Passage shown -
## start
However, machine learning remains a hard problem when implementing
existing algorithms and models to fit into a given application.
[0003] Training and testing deep models remains challenging not
only because a huge amount of data needs to be consumed before a
good model is trained, but also because hyperparameters (e.g., the
parameters used to configure a machine-learning model) are critical
and hard to find for model training. Often, there are many
hyperparameters that must be optimized. For instance,
hyperparameters may include the number of hidden layers, the number
of hidden nodes in each layer, the learning rate with various
adaptation schemes for the learning rate, the regularization
parameters, types of nonlinear activation functions, and whether to
use dropout. Finding the correct (or the best) set of
hyperparameters is a very time-consuming task that requires a large
amount of computer resources.
BRIEF DESCRIPTION OF THE DRAWINGS
[0004] Various ones of the appended drawings merely illustrate
example embodiments of the present disclosure and cannot be
considered as limiting its scope.
[0005] FIG. 1 is a block diagram illustrating a networked system,
according to some example embodiments, including a social
networking server.
[0006] FIG. 2 is a screenshot of a user feed that includes items in
different categories, according to some example embodiments.
[0007] FIG. 3 illustrates the training and use of a
machine-learning program, according to some example
embodiments.
[0008] FIG. 4 illustrates a method for selecting hyperparameters,
according to some example embodiments.
[0009] FIG. 5 illustrates the model and the dataset for the
machine-learning program, according to some example
embodiments.
[0010] FIG. 6 is an architecture for model training, according to
some example embodiments.
[0011] FIG. 7 illustrates the model program executing on a graphics
processing unit (GPU) core, according to some example
embodiments.
[0012] FIG. 8 illustrates the task distribution by the modeling
manager, according to some example embodiments.
[0013] FIG. 9 is a flowchart of a method, according to some example
embodiments, for searching a hyperparameter value set for training
a machine-learning program.
[0014] FIG. 10 shows some example embodiments of test
experiments.
[0015] FIG. 11 is a block diagram illustrating a representative
software architecture, which may be used in conjunction with
various hardware architectures herein described.
[0016] FIG. 12 is a block diagram illustrating components of a
machine, according to some example embodiments, able to read
instructions from a machine-readable medium (e.g., a
machine-readable storage medium) and perform any one or more of the
methodologies discussed herein.
DETAILED DESCRIPTION
[0017] Example methods, systems, and computer programs are directed
to searching a hyperparameter value set for training a
machine-learning program. Examples merely typify possible
variations. Unless explicitly stated otherwise, components and
functions are optional and may be combined or subdivided, and
operations may vary in sequence or be combined or subdivided. In
the following description, for purposes of explanation, numerous
specific details are set forth to provide a thorough understanding
of example embodiments. It will be evident to one skilled in the
art, however, that the present subject matter may be practiced
without these specific details.
[0018] Existing approaches for machine-learning training do not
address the high computation costs required for hyperparameter
search in large models, including having a great number of
hyperparameters trained with large amounts of data, which require
long training periods.
[0019] Finding the right model configuration for a specific
application, requires exploring the model performance by executing
multiple exploratory runs on many different hyperparameter
combinations. Each run is considered as a single model with a
single hyperparameter configuration, and the runs may be structured
sequentially or in parallel.
## end
Information supplied -
## start
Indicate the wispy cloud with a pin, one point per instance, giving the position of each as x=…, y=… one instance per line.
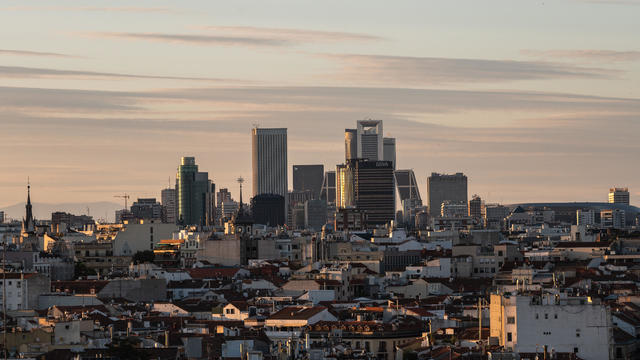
## end
Task brief - Reproduce the part of the hyperparameter search passage starting with "[0011] FIG. 7" and going on through "manager, according to some example embodiments.", word for word.

The reply -
[0011] FIG. 7 illustrates the model program executing on a graphics
processing unit (GPU) core, according to some example
embodiments.
[0012] FIG. 8 illustrates the task distribution by the modeling
manager, according to some example embodiments.